#### [Short task]
Extract every row below and reproduce each of its lines verbatim, with no change to wording, spacing, or punctuation.

#### [Extracted information]
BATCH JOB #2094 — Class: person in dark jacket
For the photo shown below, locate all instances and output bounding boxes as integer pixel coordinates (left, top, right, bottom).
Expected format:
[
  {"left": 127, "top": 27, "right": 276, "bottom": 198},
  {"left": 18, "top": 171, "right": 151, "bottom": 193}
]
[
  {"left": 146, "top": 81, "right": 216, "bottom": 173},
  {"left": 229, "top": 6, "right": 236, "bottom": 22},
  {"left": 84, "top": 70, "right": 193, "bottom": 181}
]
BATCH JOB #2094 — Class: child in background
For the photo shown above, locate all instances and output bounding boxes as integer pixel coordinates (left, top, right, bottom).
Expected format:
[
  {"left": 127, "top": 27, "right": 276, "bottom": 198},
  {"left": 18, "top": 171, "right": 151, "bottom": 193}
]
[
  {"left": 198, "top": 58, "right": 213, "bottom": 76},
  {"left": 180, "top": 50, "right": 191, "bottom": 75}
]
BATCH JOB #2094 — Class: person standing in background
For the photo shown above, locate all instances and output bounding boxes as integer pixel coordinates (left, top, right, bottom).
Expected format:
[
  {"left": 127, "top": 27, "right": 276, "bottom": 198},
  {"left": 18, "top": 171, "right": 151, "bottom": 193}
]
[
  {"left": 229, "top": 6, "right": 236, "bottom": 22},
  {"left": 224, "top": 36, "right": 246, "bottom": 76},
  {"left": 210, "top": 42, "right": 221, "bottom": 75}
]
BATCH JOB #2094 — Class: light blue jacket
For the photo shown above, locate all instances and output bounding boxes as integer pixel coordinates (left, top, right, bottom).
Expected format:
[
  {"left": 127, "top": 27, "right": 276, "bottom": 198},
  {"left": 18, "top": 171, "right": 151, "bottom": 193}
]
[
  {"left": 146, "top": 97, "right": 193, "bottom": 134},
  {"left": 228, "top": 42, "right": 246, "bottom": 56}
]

#### [Result below]
BATCH JOB #2094 — Class: person in dark jacket
For the photo shown below, locate all instances and output bounding boxes as integer pixel coordinates (left, top, right, bottom).
Expected format:
[
  {"left": 127, "top": 27, "right": 276, "bottom": 198},
  {"left": 18, "top": 171, "right": 151, "bottom": 193}
]
[
  {"left": 146, "top": 81, "right": 216, "bottom": 173},
  {"left": 229, "top": 6, "right": 236, "bottom": 22},
  {"left": 84, "top": 70, "right": 193, "bottom": 181}
]
BATCH JOB #2094 — Class: child in background
For the photo shown above, locate all instances and output bounding boxes as integer pixel coordinates (left, top, right, bottom).
Expected format:
[
  {"left": 127, "top": 27, "right": 276, "bottom": 198},
  {"left": 18, "top": 171, "right": 151, "bottom": 193}
]
[
  {"left": 198, "top": 58, "right": 213, "bottom": 76},
  {"left": 180, "top": 50, "right": 191, "bottom": 75}
]
BATCH JOB #2094 — Class: person standing in background
For the photo shown above, locate all instances and output bounding boxes as integer pixel coordinates (left, top, right, bottom).
Expected format:
[
  {"left": 127, "top": 27, "right": 276, "bottom": 198},
  {"left": 18, "top": 171, "right": 151, "bottom": 193}
]
[
  {"left": 229, "top": 6, "right": 236, "bottom": 22},
  {"left": 224, "top": 36, "right": 246, "bottom": 76},
  {"left": 210, "top": 42, "right": 221, "bottom": 75}
]
BATCH JOB #2094 — Class: light blue jacket
For the photo shown above, locate all instances and output bounding boxes as integer pixel coordinates (left, top, right, bottom).
Expected format:
[
  {"left": 127, "top": 27, "right": 276, "bottom": 198},
  {"left": 18, "top": 171, "right": 151, "bottom": 193}
]
[
  {"left": 146, "top": 97, "right": 193, "bottom": 134},
  {"left": 228, "top": 42, "right": 246, "bottom": 56}
]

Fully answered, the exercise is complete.